输入条目:

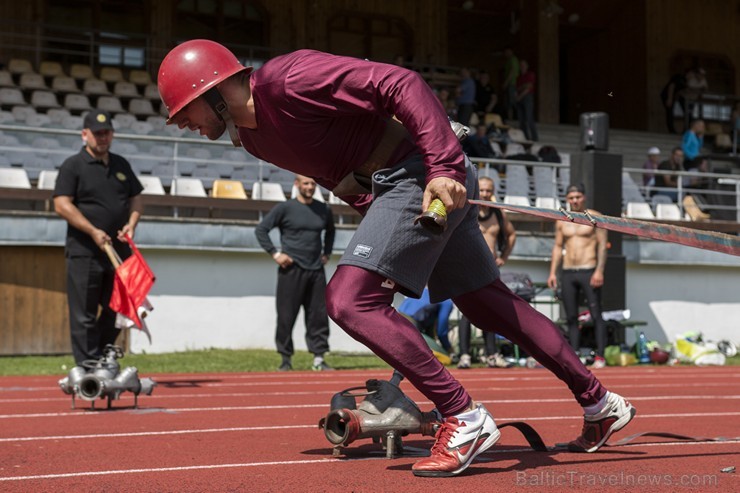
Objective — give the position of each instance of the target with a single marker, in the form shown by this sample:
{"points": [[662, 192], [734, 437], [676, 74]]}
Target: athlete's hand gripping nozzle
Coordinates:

---

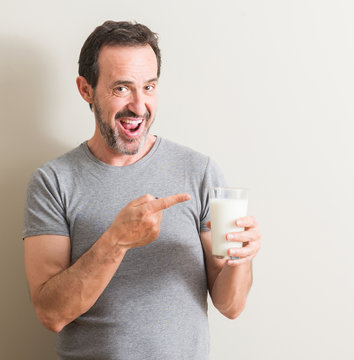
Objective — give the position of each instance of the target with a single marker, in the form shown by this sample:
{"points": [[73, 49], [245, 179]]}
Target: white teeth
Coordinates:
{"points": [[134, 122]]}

任务目标:
列出上述条目中包含字符串“points”的每一行，并原样抄写下来。

输出结果:
{"points": [[662, 192], [734, 437], [676, 74]]}
{"points": [[73, 49], [245, 179]]}
{"points": [[134, 122]]}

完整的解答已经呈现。